= GIVEN PROBLEM =
Can you rewrite the material from the line containing "Locate every instance of the white mesh" through the end, replacing "black t-shirt" with "dark t-shirt" and leaving everything else unchanged?

= SUPPLIED DATA =
## BEGIN

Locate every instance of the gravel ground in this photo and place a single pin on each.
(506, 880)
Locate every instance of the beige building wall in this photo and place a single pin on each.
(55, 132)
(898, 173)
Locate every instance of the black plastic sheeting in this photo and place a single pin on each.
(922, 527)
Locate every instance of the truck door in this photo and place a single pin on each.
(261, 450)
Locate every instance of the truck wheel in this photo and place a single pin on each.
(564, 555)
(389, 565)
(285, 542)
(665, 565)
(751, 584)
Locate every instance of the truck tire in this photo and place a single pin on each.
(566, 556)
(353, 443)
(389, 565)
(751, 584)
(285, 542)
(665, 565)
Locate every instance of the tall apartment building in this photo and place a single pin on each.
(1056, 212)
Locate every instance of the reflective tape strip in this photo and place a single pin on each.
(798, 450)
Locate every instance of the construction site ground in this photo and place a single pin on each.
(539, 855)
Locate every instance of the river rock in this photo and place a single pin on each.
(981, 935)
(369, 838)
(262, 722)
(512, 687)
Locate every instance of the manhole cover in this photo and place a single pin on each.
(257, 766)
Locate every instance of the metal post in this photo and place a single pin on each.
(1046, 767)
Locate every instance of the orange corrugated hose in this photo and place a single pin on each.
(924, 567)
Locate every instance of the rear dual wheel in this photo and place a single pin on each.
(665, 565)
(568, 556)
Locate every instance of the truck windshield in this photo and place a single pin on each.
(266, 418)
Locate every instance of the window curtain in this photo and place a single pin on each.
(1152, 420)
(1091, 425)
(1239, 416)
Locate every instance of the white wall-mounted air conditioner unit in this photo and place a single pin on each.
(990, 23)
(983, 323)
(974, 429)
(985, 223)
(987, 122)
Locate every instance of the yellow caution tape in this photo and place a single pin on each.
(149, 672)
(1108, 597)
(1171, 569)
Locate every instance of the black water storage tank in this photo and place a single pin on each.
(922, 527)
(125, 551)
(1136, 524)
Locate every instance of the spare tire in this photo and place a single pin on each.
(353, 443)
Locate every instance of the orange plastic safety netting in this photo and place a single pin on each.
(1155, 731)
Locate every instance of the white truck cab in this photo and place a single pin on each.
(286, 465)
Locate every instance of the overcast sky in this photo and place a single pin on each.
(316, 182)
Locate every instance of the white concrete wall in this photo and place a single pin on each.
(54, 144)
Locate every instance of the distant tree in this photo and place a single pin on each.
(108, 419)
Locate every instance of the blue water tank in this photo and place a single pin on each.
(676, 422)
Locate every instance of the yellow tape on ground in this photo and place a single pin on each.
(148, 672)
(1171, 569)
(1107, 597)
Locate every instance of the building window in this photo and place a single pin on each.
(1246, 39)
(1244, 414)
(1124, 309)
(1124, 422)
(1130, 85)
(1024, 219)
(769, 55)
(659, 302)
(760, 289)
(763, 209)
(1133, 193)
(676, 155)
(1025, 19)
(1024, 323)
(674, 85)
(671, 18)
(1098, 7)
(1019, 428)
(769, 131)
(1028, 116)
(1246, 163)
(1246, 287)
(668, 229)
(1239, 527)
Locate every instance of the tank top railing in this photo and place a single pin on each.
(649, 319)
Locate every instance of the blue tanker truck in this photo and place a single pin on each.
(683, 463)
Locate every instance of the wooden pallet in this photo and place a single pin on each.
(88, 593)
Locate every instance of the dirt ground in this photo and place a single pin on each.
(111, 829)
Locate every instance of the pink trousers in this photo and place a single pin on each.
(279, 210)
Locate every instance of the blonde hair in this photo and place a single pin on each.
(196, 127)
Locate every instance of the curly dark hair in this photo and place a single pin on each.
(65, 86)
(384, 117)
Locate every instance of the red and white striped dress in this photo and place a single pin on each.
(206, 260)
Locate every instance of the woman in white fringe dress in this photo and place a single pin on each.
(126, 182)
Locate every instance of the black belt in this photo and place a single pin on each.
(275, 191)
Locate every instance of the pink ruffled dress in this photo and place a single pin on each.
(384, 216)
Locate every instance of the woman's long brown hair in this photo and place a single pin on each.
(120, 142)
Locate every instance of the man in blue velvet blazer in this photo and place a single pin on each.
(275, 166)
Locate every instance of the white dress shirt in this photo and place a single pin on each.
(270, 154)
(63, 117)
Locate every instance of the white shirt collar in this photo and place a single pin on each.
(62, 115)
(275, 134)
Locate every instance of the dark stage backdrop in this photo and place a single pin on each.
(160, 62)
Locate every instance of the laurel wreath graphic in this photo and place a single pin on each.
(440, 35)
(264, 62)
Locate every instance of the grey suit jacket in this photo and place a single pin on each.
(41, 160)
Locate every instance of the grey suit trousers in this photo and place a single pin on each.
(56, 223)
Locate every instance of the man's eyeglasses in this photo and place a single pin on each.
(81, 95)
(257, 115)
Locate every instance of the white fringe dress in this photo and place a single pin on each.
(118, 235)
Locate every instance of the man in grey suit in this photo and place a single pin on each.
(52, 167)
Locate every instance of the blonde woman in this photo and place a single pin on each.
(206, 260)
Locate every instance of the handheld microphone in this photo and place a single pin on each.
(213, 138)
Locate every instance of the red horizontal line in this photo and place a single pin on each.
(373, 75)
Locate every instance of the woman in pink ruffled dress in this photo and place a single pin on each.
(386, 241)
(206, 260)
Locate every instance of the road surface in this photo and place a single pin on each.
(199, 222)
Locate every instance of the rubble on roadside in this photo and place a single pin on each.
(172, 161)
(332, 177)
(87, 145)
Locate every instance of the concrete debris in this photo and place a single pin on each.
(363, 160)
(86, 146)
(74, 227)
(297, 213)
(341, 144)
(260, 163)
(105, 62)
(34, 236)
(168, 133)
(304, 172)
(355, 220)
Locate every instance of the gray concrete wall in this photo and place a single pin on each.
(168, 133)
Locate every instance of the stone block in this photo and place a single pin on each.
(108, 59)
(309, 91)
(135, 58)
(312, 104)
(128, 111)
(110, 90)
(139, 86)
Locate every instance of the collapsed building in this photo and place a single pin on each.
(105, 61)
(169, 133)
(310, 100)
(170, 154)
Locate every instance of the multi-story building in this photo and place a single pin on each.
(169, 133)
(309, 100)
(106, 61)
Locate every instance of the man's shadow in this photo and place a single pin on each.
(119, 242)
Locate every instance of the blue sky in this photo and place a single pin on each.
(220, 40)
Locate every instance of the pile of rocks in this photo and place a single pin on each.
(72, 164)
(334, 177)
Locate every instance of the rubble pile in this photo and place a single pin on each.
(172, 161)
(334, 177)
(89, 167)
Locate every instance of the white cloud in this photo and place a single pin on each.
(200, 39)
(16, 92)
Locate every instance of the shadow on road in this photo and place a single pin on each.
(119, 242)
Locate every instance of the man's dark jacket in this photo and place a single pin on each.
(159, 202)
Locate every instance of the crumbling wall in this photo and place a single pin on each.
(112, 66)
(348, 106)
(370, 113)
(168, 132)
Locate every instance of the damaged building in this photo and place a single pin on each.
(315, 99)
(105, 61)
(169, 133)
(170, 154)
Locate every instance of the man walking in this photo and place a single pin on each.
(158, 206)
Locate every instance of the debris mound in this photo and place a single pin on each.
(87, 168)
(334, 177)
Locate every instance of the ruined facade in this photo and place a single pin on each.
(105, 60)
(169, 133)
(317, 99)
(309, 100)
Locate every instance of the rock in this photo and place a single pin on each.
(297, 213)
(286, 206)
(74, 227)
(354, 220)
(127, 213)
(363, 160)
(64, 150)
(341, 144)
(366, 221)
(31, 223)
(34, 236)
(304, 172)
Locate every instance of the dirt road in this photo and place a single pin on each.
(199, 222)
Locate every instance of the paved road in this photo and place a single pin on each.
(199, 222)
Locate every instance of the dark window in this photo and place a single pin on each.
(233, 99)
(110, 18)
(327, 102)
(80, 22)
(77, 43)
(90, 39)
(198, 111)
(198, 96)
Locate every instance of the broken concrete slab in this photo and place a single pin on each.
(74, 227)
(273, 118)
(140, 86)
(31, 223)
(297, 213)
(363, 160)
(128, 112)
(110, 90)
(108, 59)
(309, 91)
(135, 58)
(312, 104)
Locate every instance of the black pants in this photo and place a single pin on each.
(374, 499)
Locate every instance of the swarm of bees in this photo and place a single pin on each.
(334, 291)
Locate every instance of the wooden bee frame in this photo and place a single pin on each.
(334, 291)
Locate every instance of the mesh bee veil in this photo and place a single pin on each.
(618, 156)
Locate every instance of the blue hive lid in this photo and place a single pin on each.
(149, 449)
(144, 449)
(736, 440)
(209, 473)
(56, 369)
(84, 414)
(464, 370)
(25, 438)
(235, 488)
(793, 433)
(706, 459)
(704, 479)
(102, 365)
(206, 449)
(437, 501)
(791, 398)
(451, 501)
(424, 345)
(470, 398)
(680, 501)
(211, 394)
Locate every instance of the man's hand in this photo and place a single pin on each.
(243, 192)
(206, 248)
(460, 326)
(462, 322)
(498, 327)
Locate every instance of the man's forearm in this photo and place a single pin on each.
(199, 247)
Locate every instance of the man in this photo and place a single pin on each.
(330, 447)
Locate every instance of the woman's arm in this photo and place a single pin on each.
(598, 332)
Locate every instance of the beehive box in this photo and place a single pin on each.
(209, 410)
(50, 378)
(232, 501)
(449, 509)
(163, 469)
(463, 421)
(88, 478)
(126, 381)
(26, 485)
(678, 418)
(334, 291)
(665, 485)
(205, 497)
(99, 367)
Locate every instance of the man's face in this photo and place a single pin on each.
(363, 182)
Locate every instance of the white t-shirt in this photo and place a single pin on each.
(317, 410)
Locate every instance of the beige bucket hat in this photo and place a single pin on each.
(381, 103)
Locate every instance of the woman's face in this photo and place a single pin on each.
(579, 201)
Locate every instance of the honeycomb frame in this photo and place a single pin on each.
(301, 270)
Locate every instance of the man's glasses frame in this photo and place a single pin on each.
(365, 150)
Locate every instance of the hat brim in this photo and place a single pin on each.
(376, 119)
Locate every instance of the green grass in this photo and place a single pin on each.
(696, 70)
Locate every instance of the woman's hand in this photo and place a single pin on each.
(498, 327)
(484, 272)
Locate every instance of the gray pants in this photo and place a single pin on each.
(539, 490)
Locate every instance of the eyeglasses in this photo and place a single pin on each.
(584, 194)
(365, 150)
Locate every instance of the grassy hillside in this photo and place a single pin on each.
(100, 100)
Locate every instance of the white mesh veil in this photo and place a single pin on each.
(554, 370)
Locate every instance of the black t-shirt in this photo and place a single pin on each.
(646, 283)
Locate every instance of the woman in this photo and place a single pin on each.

## END

= OUTPUT OF THE EXERCISE =
Locate every instance of the white mesh veil in this photo and place a single pin on each.
(554, 370)
Locate every instance of the dark t-shirt in this photo and place a single pin on each.
(646, 283)
Locate every instance of the woman in this photo and place a single pin on each.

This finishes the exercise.